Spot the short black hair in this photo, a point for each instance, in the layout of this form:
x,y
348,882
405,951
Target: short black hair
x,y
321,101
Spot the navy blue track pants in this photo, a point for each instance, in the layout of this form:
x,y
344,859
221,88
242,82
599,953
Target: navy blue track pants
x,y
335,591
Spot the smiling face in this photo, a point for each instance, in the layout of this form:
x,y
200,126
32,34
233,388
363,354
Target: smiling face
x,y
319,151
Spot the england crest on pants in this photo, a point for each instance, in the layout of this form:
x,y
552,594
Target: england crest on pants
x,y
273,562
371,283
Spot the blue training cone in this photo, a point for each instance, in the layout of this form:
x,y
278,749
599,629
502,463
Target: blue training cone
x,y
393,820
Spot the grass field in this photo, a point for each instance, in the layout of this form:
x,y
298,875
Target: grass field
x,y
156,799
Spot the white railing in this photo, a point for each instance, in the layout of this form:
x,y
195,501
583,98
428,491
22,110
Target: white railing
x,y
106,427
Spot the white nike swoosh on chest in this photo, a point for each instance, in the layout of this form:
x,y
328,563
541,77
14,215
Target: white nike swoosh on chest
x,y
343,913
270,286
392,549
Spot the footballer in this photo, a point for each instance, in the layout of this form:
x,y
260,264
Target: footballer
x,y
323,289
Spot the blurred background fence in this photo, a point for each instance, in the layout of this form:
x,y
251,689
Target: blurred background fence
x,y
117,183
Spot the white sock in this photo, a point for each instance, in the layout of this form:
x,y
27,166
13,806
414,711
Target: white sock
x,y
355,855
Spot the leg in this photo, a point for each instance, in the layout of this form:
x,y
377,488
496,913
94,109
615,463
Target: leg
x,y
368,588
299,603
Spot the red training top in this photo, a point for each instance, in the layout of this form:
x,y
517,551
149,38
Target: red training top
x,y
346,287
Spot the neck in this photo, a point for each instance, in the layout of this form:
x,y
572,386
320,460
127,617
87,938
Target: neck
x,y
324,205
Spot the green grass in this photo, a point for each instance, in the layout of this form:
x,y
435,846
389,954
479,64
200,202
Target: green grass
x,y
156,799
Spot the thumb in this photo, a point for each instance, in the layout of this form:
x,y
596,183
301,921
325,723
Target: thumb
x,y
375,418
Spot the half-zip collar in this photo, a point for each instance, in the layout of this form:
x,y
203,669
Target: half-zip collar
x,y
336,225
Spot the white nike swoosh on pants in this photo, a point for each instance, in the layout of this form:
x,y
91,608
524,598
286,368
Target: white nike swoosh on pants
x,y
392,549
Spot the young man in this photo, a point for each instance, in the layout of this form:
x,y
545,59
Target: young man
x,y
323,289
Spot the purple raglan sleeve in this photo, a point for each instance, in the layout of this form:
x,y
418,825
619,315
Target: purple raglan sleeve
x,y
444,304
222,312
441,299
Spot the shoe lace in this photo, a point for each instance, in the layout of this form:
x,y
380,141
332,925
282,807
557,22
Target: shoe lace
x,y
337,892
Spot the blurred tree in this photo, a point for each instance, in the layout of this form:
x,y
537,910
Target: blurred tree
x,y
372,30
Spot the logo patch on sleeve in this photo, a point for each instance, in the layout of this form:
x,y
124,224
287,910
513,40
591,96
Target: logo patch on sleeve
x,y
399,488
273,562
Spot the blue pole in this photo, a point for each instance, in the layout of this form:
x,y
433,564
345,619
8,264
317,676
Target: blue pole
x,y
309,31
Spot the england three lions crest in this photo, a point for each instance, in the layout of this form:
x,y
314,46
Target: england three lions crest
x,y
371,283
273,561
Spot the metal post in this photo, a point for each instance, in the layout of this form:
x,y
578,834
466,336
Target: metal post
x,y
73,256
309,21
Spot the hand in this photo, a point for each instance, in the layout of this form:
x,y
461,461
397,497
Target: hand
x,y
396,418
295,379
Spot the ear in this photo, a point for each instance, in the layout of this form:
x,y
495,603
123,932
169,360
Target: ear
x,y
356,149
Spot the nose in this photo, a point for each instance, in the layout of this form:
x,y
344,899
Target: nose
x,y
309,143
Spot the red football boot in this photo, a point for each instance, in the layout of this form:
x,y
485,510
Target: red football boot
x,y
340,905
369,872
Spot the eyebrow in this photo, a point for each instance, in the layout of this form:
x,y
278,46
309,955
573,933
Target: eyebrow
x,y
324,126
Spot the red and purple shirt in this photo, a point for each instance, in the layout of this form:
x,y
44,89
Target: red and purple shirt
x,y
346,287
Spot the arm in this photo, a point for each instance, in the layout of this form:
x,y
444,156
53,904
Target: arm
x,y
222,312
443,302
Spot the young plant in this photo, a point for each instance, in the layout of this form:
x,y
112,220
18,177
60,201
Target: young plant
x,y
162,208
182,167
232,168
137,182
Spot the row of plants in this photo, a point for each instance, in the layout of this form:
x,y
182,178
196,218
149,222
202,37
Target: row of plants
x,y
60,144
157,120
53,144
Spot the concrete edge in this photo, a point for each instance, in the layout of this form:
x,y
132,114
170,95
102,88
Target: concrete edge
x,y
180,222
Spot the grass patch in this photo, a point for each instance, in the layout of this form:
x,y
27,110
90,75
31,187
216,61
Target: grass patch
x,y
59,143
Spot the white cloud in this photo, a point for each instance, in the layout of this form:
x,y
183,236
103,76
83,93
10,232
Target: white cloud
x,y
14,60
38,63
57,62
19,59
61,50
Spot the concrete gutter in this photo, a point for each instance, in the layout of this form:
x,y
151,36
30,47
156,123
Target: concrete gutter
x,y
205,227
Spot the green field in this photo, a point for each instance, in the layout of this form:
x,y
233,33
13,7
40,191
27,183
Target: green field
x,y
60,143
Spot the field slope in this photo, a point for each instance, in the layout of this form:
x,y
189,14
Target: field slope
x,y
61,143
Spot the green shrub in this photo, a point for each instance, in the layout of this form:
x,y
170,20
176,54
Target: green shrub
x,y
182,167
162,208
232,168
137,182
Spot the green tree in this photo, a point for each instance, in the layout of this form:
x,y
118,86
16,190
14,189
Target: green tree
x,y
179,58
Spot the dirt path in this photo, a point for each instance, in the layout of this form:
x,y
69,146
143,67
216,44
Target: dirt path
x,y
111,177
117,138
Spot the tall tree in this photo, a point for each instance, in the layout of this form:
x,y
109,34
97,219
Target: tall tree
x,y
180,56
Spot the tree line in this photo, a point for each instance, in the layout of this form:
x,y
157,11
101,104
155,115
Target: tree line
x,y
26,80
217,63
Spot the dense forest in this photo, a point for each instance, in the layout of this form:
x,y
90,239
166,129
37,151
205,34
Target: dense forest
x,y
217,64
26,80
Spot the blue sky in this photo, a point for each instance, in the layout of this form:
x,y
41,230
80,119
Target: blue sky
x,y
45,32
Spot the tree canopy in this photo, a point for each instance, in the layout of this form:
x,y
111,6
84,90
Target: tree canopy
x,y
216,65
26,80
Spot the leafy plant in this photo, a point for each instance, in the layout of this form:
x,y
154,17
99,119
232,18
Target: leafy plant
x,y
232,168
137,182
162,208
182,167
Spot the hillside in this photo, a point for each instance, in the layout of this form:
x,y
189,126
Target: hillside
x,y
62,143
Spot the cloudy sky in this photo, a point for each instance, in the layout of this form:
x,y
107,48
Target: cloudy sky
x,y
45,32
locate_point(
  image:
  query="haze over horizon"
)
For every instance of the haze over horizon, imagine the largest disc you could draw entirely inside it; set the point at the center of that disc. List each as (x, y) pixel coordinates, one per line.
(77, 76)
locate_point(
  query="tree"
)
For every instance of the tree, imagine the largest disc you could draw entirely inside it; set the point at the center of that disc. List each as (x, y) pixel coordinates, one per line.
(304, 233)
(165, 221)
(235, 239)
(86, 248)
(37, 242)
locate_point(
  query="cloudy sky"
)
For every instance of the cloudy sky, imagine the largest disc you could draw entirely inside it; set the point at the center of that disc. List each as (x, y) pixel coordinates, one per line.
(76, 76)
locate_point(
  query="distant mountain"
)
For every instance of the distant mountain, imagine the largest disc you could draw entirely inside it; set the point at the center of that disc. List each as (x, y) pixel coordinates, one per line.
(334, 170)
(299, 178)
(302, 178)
——————
# Task directions
Collect every line of the items above that contains the word "post", treating uppercase and lowercase letters as different.

# Task result
Spot the metal post in this photo, a point for each instance, in the layout of this form:
Target: metal post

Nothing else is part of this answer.